> _Your instructions_: Return each line in the entries below that contains the string "grass". Uppercase and lowercase letters count as different.

=-=-=-=-=

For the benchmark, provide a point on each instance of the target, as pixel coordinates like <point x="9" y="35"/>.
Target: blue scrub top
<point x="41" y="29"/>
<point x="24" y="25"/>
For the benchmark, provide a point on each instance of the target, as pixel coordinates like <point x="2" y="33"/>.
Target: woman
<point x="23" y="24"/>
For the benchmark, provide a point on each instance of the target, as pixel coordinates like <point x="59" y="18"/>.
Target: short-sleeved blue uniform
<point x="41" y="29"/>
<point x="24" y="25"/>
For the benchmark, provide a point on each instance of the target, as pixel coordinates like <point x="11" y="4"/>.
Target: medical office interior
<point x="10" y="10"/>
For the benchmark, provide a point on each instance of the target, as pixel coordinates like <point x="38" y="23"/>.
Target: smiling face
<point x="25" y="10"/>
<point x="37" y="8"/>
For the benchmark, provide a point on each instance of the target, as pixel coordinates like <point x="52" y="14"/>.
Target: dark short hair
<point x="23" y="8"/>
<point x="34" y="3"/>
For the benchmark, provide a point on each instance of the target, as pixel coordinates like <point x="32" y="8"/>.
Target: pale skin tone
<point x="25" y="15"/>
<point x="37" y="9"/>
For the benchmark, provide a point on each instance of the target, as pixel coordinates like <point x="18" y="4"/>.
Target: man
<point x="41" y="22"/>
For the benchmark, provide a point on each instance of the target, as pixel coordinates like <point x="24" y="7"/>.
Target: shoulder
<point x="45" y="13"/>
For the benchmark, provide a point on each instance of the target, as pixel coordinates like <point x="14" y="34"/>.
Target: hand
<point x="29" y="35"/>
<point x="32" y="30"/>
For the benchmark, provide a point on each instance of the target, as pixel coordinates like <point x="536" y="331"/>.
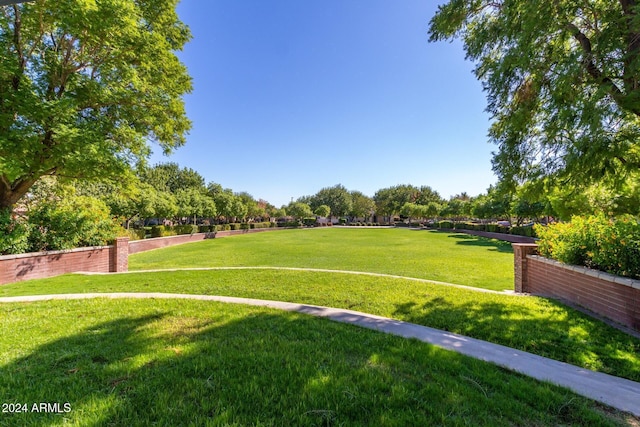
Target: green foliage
<point x="134" y="233"/>
<point x="322" y="210"/>
<point x="598" y="242"/>
<point x="523" y="231"/>
<point x="14" y="234"/>
<point x="254" y="225"/>
<point x="299" y="210"/>
<point x="170" y="177"/>
<point x="162" y="231"/>
<point x="562" y="82"/>
<point x="185" y="229"/>
<point x="361" y="205"/>
<point x="70" y="223"/>
<point x="82" y="100"/>
<point x="337" y="198"/>
<point x="445" y="224"/>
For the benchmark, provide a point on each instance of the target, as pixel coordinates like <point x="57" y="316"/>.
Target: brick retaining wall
<point x="136" y="246"/>
<point x="614" y="297"/>
<point x="101" y="259"/>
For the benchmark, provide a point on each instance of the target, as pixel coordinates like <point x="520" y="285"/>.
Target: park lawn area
<point x="446" y="257"/>
<point x="531" y="324"/>
<point x="159" y="362"/>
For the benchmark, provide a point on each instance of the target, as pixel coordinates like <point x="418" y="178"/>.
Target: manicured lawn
<point x="531" y="324"/>
<point x="445" y="257"/>
<point x="152" y="362"/>
<point x="168" y="362"/>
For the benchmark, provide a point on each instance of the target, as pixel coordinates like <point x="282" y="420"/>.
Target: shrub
<point x="162" y="231"/>
<point x="14" y="234"/>
<point x="445" y="224"/>
<point x="70" y="223"/>
<point x="595" y="242"/>
<point x="133" y="233"/>
<point x="523" y="231"/>
<point x="157" y="231"/>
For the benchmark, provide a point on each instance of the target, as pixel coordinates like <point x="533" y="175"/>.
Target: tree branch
<point x="596" y="74"/>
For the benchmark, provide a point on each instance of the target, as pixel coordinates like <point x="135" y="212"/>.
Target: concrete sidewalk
<point x="616" y="392"/>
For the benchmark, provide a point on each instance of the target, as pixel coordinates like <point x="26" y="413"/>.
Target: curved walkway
<point x="616" y="392"/>
<point x="318" y="270"/>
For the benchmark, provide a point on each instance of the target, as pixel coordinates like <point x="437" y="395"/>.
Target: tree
<point x="337" y="198"/>
<point x="322" y="211"/>
<point x="562" y="80"/>
<point x="83" y="101"/>
<point x="192" y="204"/>
<point x="170" y="177"/>
<point x="389" y="201"/>
<point x="362" y="206"/>
<point x="299" y="210"/>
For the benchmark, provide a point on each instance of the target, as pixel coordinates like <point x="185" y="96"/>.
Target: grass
<point x="446" y="257"/>
<point x="162" y="362"/>
<point x="531" y="324"/>
<point x="152" y="362"/>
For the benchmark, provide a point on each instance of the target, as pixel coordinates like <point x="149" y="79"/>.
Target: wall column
<point x="120" y="258"/>
<point x="520" y="252"/>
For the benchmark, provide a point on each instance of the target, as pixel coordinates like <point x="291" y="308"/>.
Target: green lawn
<point x="446" y="257"/>
<point x="531" y="324"/>
<point x="152" y="362"/>
<point x="165" y="363"/>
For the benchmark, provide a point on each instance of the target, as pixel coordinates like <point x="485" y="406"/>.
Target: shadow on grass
<point x="491" y="244"/>
<point x="271" y="369"/>
<point x="560" y="332"/>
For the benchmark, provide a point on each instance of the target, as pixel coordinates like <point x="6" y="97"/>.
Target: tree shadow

=-=-=-=-=

> _Answer to the exercise_:
Target: grass
Target: shadow on grass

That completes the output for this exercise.